### WORK TASK
The response should consist of every line below, restated exactly, with no pictures.

RECORD SET Block Start

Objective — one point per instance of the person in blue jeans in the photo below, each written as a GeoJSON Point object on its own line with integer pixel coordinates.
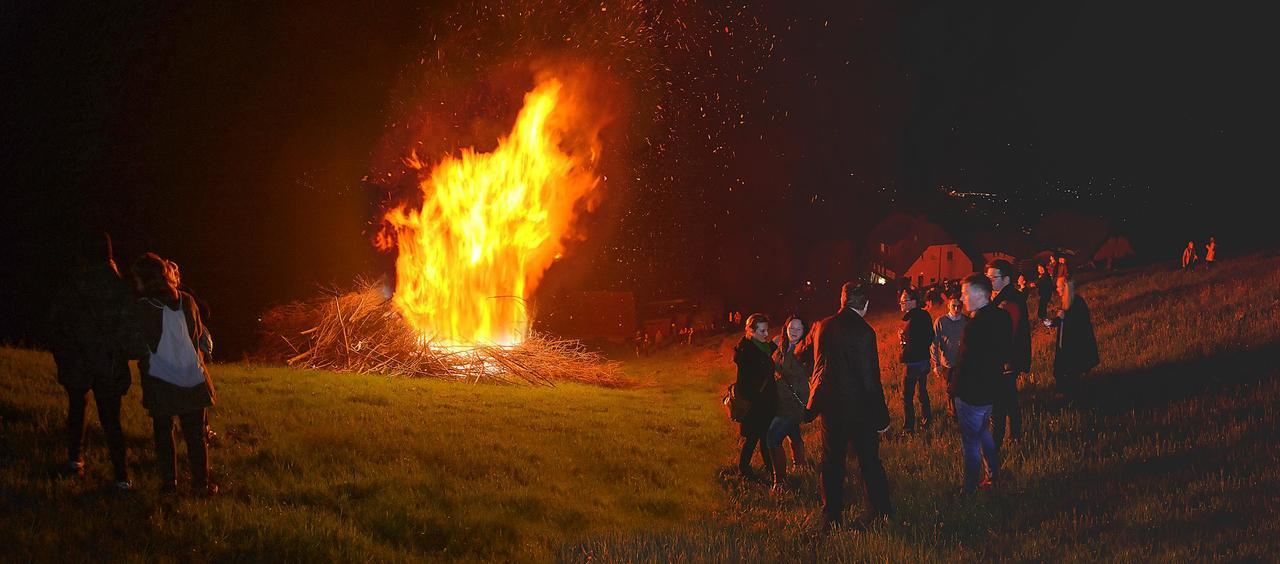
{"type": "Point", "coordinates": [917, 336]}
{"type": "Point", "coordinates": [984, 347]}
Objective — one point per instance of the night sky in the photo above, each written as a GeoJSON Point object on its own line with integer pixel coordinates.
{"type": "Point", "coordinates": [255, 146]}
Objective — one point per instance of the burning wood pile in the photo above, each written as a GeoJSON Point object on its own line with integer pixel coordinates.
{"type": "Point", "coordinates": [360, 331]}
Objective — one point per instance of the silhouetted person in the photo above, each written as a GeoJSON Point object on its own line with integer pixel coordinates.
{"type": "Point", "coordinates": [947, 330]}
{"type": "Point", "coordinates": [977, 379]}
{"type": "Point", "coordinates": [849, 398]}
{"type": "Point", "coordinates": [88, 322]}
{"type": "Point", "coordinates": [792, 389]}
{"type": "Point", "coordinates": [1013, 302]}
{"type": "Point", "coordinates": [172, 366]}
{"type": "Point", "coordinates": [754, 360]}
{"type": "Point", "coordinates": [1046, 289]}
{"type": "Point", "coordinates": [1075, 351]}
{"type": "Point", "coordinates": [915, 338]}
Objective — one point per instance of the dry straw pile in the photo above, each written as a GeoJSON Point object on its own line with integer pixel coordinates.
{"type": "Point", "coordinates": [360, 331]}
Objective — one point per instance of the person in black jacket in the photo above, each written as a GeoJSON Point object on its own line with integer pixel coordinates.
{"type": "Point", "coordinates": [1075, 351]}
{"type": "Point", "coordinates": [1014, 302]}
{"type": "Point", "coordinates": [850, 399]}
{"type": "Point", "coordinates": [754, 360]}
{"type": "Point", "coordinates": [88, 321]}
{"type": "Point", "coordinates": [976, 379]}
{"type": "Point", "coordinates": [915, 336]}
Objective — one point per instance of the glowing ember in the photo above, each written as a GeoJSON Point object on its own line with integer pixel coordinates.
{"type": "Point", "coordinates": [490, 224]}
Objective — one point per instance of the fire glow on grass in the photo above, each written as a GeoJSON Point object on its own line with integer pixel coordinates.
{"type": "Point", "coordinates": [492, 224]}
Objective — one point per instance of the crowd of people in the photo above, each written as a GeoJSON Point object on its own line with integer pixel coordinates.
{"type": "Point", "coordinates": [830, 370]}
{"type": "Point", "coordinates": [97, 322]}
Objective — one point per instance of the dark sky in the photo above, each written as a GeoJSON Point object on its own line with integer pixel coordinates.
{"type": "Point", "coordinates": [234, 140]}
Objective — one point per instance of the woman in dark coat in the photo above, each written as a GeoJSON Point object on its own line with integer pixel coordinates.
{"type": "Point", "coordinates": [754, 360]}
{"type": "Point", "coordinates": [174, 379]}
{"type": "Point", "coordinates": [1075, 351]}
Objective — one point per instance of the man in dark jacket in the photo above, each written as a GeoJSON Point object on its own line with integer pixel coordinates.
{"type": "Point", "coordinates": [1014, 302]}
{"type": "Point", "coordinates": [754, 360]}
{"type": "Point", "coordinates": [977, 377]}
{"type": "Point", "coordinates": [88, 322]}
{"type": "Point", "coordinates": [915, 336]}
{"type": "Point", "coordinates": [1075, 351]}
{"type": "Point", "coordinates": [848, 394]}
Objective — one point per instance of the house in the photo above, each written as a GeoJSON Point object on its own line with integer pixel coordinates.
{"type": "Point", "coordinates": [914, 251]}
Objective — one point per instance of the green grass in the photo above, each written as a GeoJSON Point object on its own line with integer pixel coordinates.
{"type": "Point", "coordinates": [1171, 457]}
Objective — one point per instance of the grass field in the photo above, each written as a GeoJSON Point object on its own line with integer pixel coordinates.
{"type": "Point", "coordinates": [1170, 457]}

RECORD SET Block End

### ANSWER FOR THE TASK
Objective — one point per instance of the person in blue jeans in the photo below, each written as a GeoJSON Point object on its own line with integer pixel coordinates.
{"type": "Point", "coordinates": [917, 336]}
{"type": "Point", "coordinates": [984, 347]}
Objective — one point per instance of the night sky in the photo above, each written as a GeoJSON Point object on its own line with integer pixel coordinates.
{"type": "Point", "coordinates": [255, 146]}
Objective — one point per instance of the burning wood pile in the photo above, each written as a GeoJSON Point object on its own line with integer pixel coordinates.
{"type": "Point", "coordinates": [360, 331]}
Objective — one point per instance of the silhouetted person in the photo above, each written as a GeoJSON Point object on its own line with integer pixel coordinates.
{"type": "Point", "coordinates": [947, 330]}
{"type": "Point", "coordinates": [977, 379]}
{"type": "Point", "coordinates": [849, 398]}
{"type": "Point", "coordinates": [88, 322]}
{"type": "Point", "coordinates": [792, 389]}
{"type": "Point", "coordinates": [1013, 302]}
{"type": "Point", "coordinates": [172, 366]}
{"type": "Point", "coordinates": [754, 360]}
{"type": "Point", "coordinates": [1046, 289]}
{"type": "Point", "coordinates": [1075, 351]}
{"type": "Point", "coordinates": [915, 338]}
Objective — one point per instance of the dry straw pile in the photo above, each written as a GeoJSON Point object on its own line with integer pixel coordinates.
{"type": "Point", "coordinates": [360, 331]}
Objective — one point per instance of the person in black jacket in the photo above, each written as a GeoJSON Point object on its own line with integer pixel coordinates.
{"type": "Point", "coordinates": [1075, 351]}
{"type": "Point", "coordinates": [1014, 302]}
{"type": "Point", "coordinates": [850, 399]}
{"type": "Point", "coordinates": [754, 360]}
{"type": "Point", "coordinates": [88, 321]}
{"type": "Point", "coordinates": [976, 379]}
{"type": "Point", "coordinates": [915, 336]}
Objective — one point per instance of the glowing ember in the photo above, each written as a GeoJSON Point object on its own line with integer pixel coordinates.
{"type": "Point", "coordinates": [490, 224]}
Objective — one point per instance of the fire glow on grass in the photo above, each written as a GeoJSON Point object on its own line with integer pixel coordinates.
{"type": "Point", "coordinates": [492, 224]}
Objective — one point per instance of the crowd of people in the photo above, each written as a GeoJSON Point object on its own line with integer pixel coordinates.
{"type": "Point", "coordinates": [830, 370]}
{"type": "Point", "coordinates": [97, 322]}
Objective — one point per instance of the dark sky in the photo above, each written as a GeoJSON Point object on its own line with integer pixel coordinates.
{"type": "Point", "coordinates": [234, 140]}
Objective — one point per instance of the woman in dark coat in the photo above, each written as a GeoJSON Point object on its own line with integer pixel coordinates.
{"type": "Point", "coordinates": [754, 360]}
{"type": "Point", "coordinates": [174, 379]}
{"type": "Point", "coordinates": [1075, 351]}
Objective — one point per instance of the man in dark jacket in the photo above, each written as a GeoJSON Point object on its own line with integer pixel coordinates.
{"type": "Point", "coordinates": [1014, 302]}
{"type": "Point", "coordinates": [754, 360]}
{"type": "Point", "coordinates": [977, 377]}
{"type": "Point", "coordinates": [88, 322]}
{"type": "Point", "coordinates": [915, 336]}
{"type": "Point", "coordinates": [1075, 351]}
{"type": "Point", "coordinates": [848, 394]}
Objective — one point per instance of the house in the photo above, each written as a GeoJSON Point object on its own line with integer pixel coordinates.
{"type": "Point", "coordinates": [914, 251]}
Objective — one point per instance of the green grass in the photo above, each written as a GeoJSON Point object on its own line with integer pixel coordinates.
{"type": "Point", "coordinates": [1171, 457]}
Objective — one point per instance of the grass field in the photo above, each written as a GeoJSON Point object on its own line with integer pixel coordinates.
{"type": "Point", "coordinates": [1170, 457]}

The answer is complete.